=== Dataset entries ===
☆ ☆ ☆

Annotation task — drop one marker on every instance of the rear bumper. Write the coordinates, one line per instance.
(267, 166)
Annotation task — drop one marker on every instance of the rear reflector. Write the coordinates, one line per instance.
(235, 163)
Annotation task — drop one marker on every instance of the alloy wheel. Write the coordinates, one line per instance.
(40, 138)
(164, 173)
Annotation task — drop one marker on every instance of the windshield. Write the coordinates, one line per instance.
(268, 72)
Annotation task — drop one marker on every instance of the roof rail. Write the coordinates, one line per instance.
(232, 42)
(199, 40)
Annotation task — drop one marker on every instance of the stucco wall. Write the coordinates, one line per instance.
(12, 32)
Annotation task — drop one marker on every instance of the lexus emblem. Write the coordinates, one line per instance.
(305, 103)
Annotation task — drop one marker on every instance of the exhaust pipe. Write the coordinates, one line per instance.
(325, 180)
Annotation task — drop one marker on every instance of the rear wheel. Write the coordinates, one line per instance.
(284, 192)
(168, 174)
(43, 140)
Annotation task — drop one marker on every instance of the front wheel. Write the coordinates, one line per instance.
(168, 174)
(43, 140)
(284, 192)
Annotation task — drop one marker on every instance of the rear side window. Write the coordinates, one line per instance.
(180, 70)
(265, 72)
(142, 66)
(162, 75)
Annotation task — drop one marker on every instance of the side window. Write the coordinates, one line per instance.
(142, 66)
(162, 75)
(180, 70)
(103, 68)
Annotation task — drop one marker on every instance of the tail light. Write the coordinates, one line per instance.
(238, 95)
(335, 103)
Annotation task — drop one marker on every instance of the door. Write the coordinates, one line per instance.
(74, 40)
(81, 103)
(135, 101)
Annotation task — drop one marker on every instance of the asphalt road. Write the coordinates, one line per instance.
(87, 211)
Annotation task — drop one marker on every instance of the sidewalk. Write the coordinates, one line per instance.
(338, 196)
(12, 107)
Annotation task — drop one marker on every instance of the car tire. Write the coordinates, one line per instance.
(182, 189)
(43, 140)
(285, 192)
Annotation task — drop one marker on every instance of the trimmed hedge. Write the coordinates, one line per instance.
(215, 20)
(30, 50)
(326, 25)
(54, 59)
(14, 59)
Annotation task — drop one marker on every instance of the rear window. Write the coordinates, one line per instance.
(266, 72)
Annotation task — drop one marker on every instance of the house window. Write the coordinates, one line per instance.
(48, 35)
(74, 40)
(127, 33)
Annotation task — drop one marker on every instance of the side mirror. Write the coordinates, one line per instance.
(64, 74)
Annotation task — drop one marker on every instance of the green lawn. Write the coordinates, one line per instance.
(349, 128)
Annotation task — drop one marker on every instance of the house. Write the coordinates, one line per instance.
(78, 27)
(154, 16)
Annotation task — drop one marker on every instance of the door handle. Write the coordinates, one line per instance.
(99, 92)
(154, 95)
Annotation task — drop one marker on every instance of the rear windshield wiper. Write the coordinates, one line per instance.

☆ ☆ ☆

Could you write out, unchanged, the line with "sidewalk. Write the coordinates, one line per instance." and every line after it in the data above?

Annotation task — drop one marker on every instance of the sidewalk. Write the coordinates, one line per instance.
(338, 196)
(12, 107)
Annotation task — drop one marker on every instance of the car tire. Write the coordinates, one line per instance.
(182, 189)
(43, 140)
(285, 192)
Annotation task — drop one marker on every instance of the trimmed hedge. Write the coordinates, one line per instance.
(215, 20)
(30, 50)
(326, 25)
(54, 59)
(14, 59)
Annotation task — drop one marker on every instance of the rear window. Write the coordinates, one line per instance.
(266, 72)
Annotation task — drop one marker on every instance of the house window. Write the coordinates, one line per instance.
(48, 35)
(74, 40)
(127, 33)
Annotation task — drop one marker on every instance of the side mirror. Write the coordinates, one line per instance.
(64, 74)
Annotation task — drop one marker on every instance of the green lawn. Write the coordinates, one line per instance.
(349, 128)
Annotation task — drop one marker on every instance of the house. Write the coordinates, one line per instance.
(78, 27)
(154, 16)
Annotation task — drop one marker on every instance of the door handle. Write the coordinates, one line per instance.
(99, 92)
(154, 95)
Annotation task — drop one marker on every instance of the rear windshield wiper. Write the coordinates, one line per instance.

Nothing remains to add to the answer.